Consigne –
Reproduisez intégralement, sans la moindre modification, l'extrait ci-dessous consacré au rapport de la commission.

Extrait –
^^^^

Ce rapport qu'on a tant attaqué, mais ce n'est pas une œuvre personnelle. On a employé à l’égard de ce document une tactique que tout le monde comprend, que tout le monde connaît.
Il y avait dans cette commission, parmi la majorité de la commission, votre honorable président et l'honorable M. E. Vandenpeereboom
Mais, non, le rapport n'est plus l'œuvre de la majorité de la commission, c'est une œuvre personnelle ; cette œuvre on ne l'attaque pas comme étant l'expression de la majorité, mais comme étant l'expression d'un homme. Ceci est contraire à l'esprit de nos institutions, ainsi qu'à toutes nos traditions parlementaires ; c'était pour avoir mieux raison des conclusions de la commission, qu'on a isolé le rapporteur
Messieurs, dans la séance d'hier, l'honorable M. Notelteirs a dénoncé le rapport comme étant une œuvre de partialité ; et le nom du rapporteur, juge partial et passionné était continuellement sur les lèvres de l'honorable membre.
Je demanderai à l'honorable M. Notelteirs s'il connaît la Patrie de Bruges, journal inspiré par un évêque. (Interruption.)

^^^^

Données enregistrées –

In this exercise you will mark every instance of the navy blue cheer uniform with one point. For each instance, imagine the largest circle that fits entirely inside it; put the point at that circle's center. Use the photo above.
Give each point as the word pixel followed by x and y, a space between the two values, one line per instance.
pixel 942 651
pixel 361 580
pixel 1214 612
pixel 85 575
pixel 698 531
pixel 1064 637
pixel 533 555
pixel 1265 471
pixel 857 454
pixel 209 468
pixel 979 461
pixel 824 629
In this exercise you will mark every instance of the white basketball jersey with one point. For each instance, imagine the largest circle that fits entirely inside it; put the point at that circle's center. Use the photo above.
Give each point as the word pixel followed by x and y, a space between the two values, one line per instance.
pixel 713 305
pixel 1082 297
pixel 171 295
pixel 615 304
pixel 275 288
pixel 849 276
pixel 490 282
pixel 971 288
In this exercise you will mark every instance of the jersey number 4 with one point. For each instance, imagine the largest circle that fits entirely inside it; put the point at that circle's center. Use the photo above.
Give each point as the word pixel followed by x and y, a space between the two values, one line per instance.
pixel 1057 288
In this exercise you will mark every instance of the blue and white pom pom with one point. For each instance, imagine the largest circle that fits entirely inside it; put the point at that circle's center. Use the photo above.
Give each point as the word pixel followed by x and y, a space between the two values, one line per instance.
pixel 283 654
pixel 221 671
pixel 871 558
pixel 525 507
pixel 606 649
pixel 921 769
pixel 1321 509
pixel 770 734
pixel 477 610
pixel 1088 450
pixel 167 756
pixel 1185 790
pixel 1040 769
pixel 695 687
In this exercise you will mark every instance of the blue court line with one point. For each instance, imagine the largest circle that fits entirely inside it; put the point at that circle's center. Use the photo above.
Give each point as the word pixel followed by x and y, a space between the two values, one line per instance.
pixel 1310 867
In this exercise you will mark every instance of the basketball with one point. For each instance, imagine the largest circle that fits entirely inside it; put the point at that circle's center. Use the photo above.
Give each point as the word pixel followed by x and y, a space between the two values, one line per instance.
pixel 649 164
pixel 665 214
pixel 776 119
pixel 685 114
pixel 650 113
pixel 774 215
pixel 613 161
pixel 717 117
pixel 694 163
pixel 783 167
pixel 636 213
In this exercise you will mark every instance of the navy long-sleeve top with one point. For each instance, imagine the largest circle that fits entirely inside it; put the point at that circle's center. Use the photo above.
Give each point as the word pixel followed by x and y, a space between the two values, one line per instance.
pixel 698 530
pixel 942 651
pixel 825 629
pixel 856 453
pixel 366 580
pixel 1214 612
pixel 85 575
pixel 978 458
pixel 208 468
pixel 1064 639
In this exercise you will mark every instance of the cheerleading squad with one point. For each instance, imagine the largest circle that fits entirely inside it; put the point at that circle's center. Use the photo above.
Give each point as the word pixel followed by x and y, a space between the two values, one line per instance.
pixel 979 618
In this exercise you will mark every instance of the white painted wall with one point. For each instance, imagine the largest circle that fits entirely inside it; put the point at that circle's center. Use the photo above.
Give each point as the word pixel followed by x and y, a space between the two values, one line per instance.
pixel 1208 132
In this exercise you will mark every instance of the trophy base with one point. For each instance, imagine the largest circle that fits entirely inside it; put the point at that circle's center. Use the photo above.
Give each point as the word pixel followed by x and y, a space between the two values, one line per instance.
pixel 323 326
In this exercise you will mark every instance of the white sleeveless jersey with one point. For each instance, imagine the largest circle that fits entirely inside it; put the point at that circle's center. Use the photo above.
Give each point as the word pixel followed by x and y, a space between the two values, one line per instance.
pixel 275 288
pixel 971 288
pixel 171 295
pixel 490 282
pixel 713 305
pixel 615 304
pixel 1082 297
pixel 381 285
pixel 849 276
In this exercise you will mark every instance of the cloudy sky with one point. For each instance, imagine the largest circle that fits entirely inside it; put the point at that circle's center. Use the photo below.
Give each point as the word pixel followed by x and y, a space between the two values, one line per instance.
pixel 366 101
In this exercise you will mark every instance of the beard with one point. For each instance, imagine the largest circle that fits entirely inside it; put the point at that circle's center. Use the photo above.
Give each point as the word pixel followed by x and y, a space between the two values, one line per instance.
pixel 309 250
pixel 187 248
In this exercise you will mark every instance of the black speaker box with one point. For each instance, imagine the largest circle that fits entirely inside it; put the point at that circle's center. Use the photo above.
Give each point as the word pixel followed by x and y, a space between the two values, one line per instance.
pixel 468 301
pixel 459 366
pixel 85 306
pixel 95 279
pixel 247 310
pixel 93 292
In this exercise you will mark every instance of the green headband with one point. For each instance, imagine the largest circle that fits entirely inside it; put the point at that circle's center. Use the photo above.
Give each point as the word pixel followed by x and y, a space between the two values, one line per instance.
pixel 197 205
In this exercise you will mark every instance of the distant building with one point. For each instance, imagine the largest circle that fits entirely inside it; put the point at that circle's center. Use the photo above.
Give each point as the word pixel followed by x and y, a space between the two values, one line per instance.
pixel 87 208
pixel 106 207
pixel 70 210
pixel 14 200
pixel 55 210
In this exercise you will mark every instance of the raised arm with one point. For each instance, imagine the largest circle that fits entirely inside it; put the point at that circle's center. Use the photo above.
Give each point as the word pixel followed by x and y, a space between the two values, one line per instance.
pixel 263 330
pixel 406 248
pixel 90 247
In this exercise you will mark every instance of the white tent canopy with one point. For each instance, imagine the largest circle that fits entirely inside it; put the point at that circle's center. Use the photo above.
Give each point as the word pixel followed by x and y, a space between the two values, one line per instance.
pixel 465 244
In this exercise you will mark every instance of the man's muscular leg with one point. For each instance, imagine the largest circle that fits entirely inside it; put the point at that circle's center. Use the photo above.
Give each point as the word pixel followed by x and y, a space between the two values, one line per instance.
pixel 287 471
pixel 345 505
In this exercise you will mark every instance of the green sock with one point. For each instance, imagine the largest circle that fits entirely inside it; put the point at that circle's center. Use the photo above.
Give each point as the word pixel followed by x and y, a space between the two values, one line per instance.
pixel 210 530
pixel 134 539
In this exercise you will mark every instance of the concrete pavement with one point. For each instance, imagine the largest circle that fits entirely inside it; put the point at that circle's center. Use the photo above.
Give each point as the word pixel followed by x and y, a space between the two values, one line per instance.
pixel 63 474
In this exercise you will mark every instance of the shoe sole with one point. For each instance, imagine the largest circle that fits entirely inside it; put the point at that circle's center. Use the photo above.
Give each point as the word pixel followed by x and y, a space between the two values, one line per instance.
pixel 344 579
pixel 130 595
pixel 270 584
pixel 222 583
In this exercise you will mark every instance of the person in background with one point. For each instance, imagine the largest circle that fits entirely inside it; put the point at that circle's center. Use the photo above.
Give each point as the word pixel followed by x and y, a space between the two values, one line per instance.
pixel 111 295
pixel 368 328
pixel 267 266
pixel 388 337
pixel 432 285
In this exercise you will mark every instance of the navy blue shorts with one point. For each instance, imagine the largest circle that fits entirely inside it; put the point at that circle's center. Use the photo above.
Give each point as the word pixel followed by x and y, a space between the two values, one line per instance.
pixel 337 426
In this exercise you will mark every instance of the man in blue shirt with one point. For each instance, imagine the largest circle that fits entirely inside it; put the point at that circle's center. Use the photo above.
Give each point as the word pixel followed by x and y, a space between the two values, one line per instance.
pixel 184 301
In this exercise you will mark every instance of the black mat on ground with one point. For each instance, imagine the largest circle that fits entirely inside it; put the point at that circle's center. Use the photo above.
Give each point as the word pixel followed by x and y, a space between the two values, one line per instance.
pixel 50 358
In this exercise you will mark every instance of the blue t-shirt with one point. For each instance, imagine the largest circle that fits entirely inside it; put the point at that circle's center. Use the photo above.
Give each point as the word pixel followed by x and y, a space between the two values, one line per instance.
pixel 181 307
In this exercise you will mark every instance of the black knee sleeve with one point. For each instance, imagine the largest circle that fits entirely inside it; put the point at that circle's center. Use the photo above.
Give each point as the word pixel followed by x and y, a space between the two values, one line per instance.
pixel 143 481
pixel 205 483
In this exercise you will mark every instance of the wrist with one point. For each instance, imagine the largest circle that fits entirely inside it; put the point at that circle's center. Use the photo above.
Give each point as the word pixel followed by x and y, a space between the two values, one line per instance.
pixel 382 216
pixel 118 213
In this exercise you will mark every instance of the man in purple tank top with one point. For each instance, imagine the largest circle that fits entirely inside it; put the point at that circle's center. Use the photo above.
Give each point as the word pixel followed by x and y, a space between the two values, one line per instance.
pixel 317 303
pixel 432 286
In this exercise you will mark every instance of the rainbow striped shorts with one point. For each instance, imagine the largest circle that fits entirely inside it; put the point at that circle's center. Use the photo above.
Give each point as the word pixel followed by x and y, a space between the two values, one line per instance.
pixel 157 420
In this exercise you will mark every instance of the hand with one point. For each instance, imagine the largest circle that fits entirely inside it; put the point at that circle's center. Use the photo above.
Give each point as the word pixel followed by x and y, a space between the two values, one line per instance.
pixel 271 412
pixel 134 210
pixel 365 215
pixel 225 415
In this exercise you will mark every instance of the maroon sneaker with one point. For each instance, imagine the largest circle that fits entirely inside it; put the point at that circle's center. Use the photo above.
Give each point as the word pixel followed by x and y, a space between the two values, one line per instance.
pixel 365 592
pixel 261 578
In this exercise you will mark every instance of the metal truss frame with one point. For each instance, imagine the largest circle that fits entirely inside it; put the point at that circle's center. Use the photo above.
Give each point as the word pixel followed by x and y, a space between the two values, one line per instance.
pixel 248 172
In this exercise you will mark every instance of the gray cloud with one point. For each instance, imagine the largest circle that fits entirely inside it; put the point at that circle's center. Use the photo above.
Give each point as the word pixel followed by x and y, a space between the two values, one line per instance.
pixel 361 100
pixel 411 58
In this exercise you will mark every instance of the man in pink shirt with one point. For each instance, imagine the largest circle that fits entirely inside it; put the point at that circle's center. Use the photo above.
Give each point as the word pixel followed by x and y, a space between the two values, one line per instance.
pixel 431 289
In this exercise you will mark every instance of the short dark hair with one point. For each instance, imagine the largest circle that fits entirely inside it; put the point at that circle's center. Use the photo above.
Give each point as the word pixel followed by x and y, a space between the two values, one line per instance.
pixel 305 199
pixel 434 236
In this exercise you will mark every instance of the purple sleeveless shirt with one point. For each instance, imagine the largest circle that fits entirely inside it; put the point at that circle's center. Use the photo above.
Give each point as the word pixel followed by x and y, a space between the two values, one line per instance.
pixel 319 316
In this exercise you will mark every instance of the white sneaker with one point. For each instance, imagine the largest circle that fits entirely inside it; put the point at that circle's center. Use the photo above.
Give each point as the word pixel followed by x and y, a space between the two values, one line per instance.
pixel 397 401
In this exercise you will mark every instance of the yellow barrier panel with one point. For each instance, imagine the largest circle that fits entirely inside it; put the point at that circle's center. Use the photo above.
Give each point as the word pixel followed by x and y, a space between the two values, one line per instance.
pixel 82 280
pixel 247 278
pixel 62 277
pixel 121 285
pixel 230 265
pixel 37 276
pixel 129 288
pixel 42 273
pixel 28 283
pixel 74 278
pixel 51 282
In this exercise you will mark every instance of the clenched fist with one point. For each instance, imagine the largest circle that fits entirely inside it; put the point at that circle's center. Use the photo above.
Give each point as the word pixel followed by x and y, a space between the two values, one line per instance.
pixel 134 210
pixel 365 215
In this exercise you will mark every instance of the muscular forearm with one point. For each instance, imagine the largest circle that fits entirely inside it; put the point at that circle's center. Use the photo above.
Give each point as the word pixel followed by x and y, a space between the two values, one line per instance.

^^^^

Résultat ci-dessous –
Ce rapport qu'on a tant attaqué, mais ce n'est pas une œuvre personnelle. On a employé à l’égard de ce document une tactique que tout le monde comprend, que tout le monde connaît.
Il y avait dans cette commission, parmi la majorité de la commission, votre honorable président et l'honorable M. E. Vandenpeereboom
Mais, non, le rapport n'est plus l'œuvre de la majorité de la commission, c'est une œuvre personnelle ; cette œuvre on ne l'attaque pas comme étant l'expression de la majorité, mais comme étant l'expression d'un homme. Ceci est contraire à l'esprit de nos institutions, ainsi qu'à toutes nos traditions parlementaires ; c'était pour avoir mieux raison des conclusions de la commission, qu'on a isolé le rapporteur
Messieurs, dans la séance d'hier, l'honorable M. Notelteirs a dénoncé le rapport comme étant une œuvre de partialité ; et le nom du rapporteur, juge partial et passionné était continuellement sur les lèvres de l'honorable membre.
Je demanderai à l'honorable M. Notelteirs s'il connaît la Patrie de Bruges, journal inspiré par un évêque. (Interruption.)